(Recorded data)
————————

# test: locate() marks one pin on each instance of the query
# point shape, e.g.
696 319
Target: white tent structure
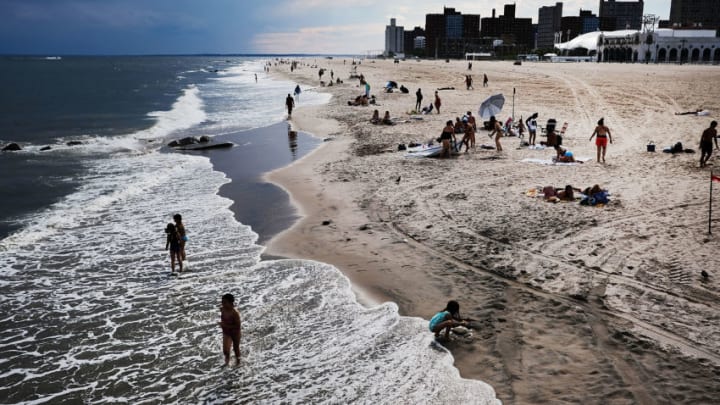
661 45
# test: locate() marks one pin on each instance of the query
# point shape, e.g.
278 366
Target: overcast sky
232 26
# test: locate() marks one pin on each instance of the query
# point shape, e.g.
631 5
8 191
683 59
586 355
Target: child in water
446 319
173 243
230 324
181 232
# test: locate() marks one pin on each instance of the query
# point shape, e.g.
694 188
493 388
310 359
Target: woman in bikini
497 131
447 135
230 324
603 135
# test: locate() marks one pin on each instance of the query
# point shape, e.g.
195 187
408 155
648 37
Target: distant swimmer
172 243
231 327
289 103
446 319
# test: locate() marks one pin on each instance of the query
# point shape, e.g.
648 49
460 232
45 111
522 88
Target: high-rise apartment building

————————

> **TRY IT**: Because the pictures are not wanted, retype every record exactly without them.

> **RESULT OF THE EXERCISE**:
# test: locate() marks one pin on each instance of the query
# point shape, e.g.
696 319
Target: white tent structure
661 45
# test: locate() marks one pin on each instance of the query
# point shape, e.g.
278 366
Target: overcast sky
232 26
# test: locate() marks one pin on each instance of the query
# point shape, e.g.
631 5
8 191
683 59
586 355
Target: child in water
446 319
173 243
230 324
181 232
# test: locate() marks one pin on each instance of the query
# point shape, e.g.
694 188
493 388
310 359
Target: woman in bikini
497 131
447 135
230 324
603 135
# test: locate() marks one pin on each instance of the query
# point shape, e.g.
195 187
408 155
648 37
Target: distant swimmer
172 243
231 327
289 103
446 319
# test: locate() marks one pin on each instance of the query
# point shape, e.g.
648 49
460 232
45 111
522 88
Target: high-rise apartment building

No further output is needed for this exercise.